Repeat, exactly and completely, the entries shown underneath.

--- START OF Records for processing ---

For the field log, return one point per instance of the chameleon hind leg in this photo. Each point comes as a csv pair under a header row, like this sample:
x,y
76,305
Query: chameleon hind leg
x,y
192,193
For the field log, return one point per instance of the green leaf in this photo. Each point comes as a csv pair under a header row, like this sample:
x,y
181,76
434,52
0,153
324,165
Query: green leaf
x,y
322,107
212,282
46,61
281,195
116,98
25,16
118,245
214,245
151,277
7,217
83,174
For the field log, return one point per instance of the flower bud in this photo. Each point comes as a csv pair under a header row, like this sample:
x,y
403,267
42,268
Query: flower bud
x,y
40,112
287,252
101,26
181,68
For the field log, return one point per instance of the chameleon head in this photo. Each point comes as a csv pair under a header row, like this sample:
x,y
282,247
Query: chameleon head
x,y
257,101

--- END OF Records for processing ---

» Exercise answer:
For the field log, return one point per instance of the chameleon hind leg in this photo. Each point comes as a csv pair under a header row, like this sample:
x,y
76,305
Query: chameleon hind leg
x,y
192,193
For the field log, return one point per instance of the green leaf in this photo. Each point comes as a csv pair under a header row, like this sample:
x,y
181,76
434,52
0,153
324,165
Query: green leaf
x,y
322,107
212,282
46,61
281,195
116,98
25,16
118,245
214,245
151,277
7,217
83,174
For the field log, return one point per instance of the flower bud in this photo. Each point comes as a csv pair under a header row, like this sample:
x,y
403,267
42,268
Query: flower bud
x,y
40,112
287,252
101,26
181,68
For the field log, return one point per instance of the chameleon head in this photo. Each point comes as a csv pair under a header row, like this sample:
x,y
282,247
Query: chameleon head
x,y
257,101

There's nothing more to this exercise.